## 必須タスク A
一覧から、文字列「surface」を含む行を漏れなく抜き出して報告せよ。

◇ ◇ ◇

取材したのは千葉県船橋市にある漬け物専門店の佐々木社長。10代の頃から漬け物に関わってきたという佐々木さんは、80歳代とは思えないほどお肌ツヤツヤ。毎日ぬか漬けを食べて、年間10日ほどしか休みがなくても毎日元気いっぱいだそうです。
「身体にいいぬか漬けを、次の世代に伝えたい」という強い思いを抱いている佐々木さんに、ぬか床の作り方を教えていただきました。
<用意するもの>※ぬか床 約3キロ分
・生ぬか
お米屋さんで譲ってもらうか買うのがベスト。1kg50円程度からわけてもらえます。自宅用なら1kg用意すれば充分です。
・塩
ぬかの1割から1.5割の量。食塩よりも岩塩などミネラル豊富なものがおすすめだそうです。佐々木漬物店では岩塩を1kg500円で販売しています
・水
水道水ではなく、湯冷ましなど、塩素がふくまれていないもの。ミネラルウォーターもいいそうです。
・切り昆布
ひとつまみ。切ってなくてもよいそうです。
・唐辛子
ひとつまみ。種ごとでもOK。
・容器
今回は100均で購入した大きめのタッパーを持参しました。混ぜることを考えると、5リットルくらい入る容器がおすすめです。高さがあるもののほうが食材を漬けやすいそうです。
<作り方>
1.ぬかを容器に入れる
佐々木さんはざくっと全部入れましたが、初心者は調整用にぬかを少し取っておいたほうがよいそうです。入れたら手で全体をざっくりかき混ぜます。

◇ ◇ ◇

## 必須タスク B
原文によると、塩はぬかに対してどれだけの量を用意するか。

## 表示データ

◇ ◇ ◇

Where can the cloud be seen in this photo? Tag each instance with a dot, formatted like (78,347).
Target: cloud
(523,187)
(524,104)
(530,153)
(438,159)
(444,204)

◇ ◇ ◇

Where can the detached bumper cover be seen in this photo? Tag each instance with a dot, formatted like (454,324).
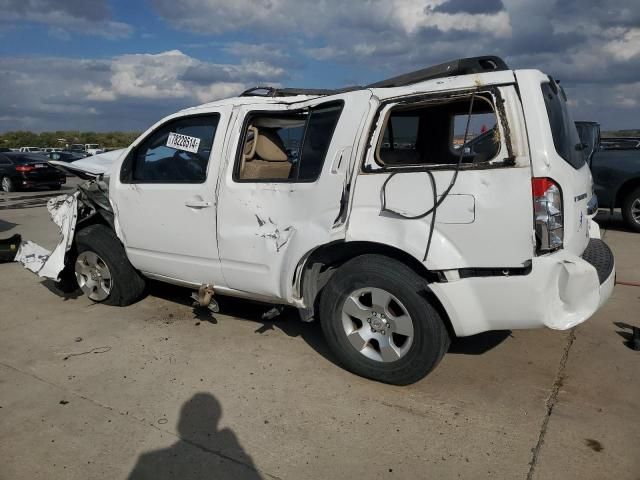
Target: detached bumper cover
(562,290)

◇ ◇ ◇

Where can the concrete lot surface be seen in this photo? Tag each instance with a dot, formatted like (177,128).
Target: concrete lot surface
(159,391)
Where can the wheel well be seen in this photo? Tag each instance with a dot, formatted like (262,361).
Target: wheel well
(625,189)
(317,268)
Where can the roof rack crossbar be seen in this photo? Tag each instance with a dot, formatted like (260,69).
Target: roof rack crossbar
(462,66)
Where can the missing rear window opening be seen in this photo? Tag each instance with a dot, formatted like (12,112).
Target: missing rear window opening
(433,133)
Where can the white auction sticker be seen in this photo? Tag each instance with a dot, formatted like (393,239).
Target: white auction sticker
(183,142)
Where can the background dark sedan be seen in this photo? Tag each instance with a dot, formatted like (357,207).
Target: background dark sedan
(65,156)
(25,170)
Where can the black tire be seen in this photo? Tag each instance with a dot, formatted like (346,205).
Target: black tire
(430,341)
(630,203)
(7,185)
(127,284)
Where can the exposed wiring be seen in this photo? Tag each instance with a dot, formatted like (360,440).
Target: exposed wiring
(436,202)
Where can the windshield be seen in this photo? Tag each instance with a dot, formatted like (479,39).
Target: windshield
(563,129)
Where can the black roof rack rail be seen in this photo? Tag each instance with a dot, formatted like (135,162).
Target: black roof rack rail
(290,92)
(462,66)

◇ ◇ ◇

## 完全解答 A
Where can the concrete lot surface be seen in this photo? Tag each instance with a dot, formatted like (177,128).
Target: concrete lot surface

## 完全解答 B
ぬかの1割から1.5割の量。